The STROBE framework

Assertion interference occurs when threads in a multithreaded program concurrently modify the shared heap. An obvious solution for this problem would be to temporarily stop all threads of the program during the evaluation of an assertion, except for the thread that executes the assertion itself. If all threads wait for the assertion to finish, they can not modify the shared heap and thus cannot change the outcome of the assertion. Such a solution requires an assertion to communicate with all other threads and request them to pause their work. This will change the timing of the program considerably. Furthermore, threads will finish their current operation before pausing, possibly preventing program interference that would normally occur in the program.

An alternative would be to hook the runtime assertion checker into the Java virtual machine and use this environment to suspend the threads of the program. Java has deprecated this thread functionality and marks the suspension and stopping of threads unsafe [4]:

“ Thread.suspend is inherently deadlock-prone. If the target thread holds a lock on the monitor protecting a critical system resource when it is suspended, no thread can ac- cess this resource until the target thread is resumed. If the thread that would resume the target thread attempts to lock this monitor prior to calling resume, deadlock results. Such deadlocks typically manifest themselves as ”frozen” processes.”

Deadlocks certainly change the behaviour of the program, breaking the transparency of the runtime assertion checker.

Aim of the exercise =>
Continue the passage on checking assertions in multithreaded programs, starting right after its last sentence.

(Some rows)

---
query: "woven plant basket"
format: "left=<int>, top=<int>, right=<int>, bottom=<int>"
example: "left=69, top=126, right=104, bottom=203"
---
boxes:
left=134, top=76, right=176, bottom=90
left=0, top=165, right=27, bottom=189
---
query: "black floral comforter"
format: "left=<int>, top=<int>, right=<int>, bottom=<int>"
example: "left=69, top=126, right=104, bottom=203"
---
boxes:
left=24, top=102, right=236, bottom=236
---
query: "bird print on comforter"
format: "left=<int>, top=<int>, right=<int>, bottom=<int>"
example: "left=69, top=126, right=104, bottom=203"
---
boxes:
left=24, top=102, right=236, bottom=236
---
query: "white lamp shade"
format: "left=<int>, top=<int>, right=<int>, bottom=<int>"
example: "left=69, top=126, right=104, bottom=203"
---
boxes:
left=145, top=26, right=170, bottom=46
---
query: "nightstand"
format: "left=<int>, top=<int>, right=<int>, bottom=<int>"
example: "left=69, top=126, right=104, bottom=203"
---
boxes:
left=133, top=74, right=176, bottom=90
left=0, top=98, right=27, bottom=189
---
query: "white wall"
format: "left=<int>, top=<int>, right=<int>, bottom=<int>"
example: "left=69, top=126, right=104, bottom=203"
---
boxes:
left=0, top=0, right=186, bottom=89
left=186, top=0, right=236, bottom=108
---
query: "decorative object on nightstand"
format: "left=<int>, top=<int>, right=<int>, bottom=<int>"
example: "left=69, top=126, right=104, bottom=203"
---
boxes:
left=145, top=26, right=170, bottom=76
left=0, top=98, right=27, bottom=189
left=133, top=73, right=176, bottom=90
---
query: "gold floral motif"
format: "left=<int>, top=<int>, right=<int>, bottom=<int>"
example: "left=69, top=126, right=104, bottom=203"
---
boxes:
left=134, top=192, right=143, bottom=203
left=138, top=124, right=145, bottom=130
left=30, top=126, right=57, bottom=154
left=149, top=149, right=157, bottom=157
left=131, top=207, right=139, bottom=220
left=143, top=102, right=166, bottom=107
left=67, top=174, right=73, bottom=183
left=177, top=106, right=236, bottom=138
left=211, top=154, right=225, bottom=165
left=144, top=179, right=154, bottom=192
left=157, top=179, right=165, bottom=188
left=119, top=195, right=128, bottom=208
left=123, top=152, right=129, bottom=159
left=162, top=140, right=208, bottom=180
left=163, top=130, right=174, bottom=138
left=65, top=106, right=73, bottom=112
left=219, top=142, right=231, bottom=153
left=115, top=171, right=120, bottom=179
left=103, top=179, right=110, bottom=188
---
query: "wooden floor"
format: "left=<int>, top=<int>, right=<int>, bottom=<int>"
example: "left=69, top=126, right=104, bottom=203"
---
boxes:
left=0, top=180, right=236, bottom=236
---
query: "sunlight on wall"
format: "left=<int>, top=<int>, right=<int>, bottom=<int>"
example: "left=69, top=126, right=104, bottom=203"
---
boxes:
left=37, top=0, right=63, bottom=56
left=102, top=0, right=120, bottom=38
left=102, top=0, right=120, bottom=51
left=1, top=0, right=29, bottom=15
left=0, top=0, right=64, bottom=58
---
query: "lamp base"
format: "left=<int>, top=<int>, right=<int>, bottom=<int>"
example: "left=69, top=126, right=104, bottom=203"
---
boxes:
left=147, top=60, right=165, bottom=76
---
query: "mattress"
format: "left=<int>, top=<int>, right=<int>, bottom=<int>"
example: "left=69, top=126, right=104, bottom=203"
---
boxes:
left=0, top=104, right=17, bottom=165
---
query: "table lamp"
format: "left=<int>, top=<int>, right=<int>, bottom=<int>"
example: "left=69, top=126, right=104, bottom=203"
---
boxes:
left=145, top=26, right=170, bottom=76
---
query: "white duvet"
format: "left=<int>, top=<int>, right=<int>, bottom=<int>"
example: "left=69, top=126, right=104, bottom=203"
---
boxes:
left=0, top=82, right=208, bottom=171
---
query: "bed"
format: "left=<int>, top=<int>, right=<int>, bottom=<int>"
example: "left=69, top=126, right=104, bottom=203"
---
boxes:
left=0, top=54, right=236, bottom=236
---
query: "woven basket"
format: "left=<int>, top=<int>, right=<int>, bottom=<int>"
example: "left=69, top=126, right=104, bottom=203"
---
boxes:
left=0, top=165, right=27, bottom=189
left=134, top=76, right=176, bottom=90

Reply =>
Instead of suspending the threads, we can try to prevent the program from making modifica- tions to the shared heap of the program while it is being used by the assertion. We could supply a copy of the entire heap to the assertion and perform our checks on this copy, while the other threads work on the “live” version of the heap.

The challenge in this solution is making the actual copy of the heap. This has to be done atomically: it is impossible to guarantee safety from assertion interference if a thread modifies the heap during the copying process. Making such a copy is a costly process: almost the entire state of a Java program is saved on the heap. Making a copy would double the memory consumption of the program. Heap writes from other threads will temporarily lock while this copy is being made, potentially freezing the program for some time.

There has been more research into the prevention of changes on the heap. Particularly, the research on the STROBE framework [7] shows many similarities with our research problem.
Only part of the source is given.